His full-time service in various capacities for more than 58 years has endeared him to many throughout the Church at home and abroad. It’s been rightly said that around the world no name is more closely linked to the Church’s Publications ministries and its Bible Advocate magazine than the name of LeRoy Dais. Press operator at the publishing house in Stanberry, Publications director, foreign missions correspondent, Bible curriculum editor, promoter of financial stewardship and planned giving are just some aspects of the ministry to which LeRoy tirelessly gave himself over these many years. On both local and national levels, His churchmanship was outstanding, inspiring me to think to myself on various occasions, When I grow up, I want to be like LeRoy.
I was also privileged to observe LeRoy from a unique vantage point: through the heart of his devoted wife, Hope, who has been my personal assistant for more than 17 years. I’m not sure why, but writing the previous sentence evoked deep emotion in me. Perhaps it’s because I believe Hope’s beautiful heart reflects who LeRoy was. The tenderness and love showered upon him by their children and grandchildren during his final hours is testimony to the priority LeRoy gave to home and family, and the godly heritage he and Hope cultivated.

[EXERCISE INSTRUCTIONS]:
a. According to the tribute to LeRoy Dais, how long was his full-time service?
b. Substitute "executive assistant" for "personal assistant" in the part of the tribute that begins at the words "I was also privileged" and stops after "and Hope cultivated.", and write out that part.
Answer from the text alone.

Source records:
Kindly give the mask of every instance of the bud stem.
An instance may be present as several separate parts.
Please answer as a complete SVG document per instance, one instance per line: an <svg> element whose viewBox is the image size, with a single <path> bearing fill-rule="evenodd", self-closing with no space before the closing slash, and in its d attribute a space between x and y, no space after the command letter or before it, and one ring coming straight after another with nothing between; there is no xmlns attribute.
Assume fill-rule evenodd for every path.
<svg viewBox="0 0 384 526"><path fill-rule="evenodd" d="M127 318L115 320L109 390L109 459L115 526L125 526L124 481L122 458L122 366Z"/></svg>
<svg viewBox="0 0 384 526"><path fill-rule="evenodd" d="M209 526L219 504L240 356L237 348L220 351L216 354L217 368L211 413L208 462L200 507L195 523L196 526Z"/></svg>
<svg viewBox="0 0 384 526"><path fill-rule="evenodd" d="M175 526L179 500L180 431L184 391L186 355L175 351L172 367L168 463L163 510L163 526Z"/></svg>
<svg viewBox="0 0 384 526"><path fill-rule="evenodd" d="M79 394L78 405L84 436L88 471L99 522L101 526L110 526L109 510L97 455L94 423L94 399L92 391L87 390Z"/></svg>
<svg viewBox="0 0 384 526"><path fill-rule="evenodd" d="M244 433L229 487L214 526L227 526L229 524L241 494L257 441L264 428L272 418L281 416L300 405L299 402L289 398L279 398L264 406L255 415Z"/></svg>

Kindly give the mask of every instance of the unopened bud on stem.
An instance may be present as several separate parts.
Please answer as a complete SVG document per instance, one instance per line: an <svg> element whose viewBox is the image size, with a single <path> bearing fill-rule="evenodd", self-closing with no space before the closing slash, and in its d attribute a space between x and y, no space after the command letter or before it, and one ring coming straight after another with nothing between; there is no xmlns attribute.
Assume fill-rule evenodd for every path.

[ANSWERS FOR EACH ITEM]:
a. More than 58 years.

b.
I was also privileged to observe LeRoy from a unique vantage point: through the heart of his devoted wife, Hope, who has been my executive assistant for more than 17 years. I’m not sure why, but writing the previous sentence evoked deep emotion in me. Perhaps it’s because I believe Hope’s beautiful heart reflects who LeRoy was. The tenderness and love showered upon him by their children and grandchildren during his final hours is testimony to the priority LeRoy gave to home and family, and the godly heritage he and Hope cultivated.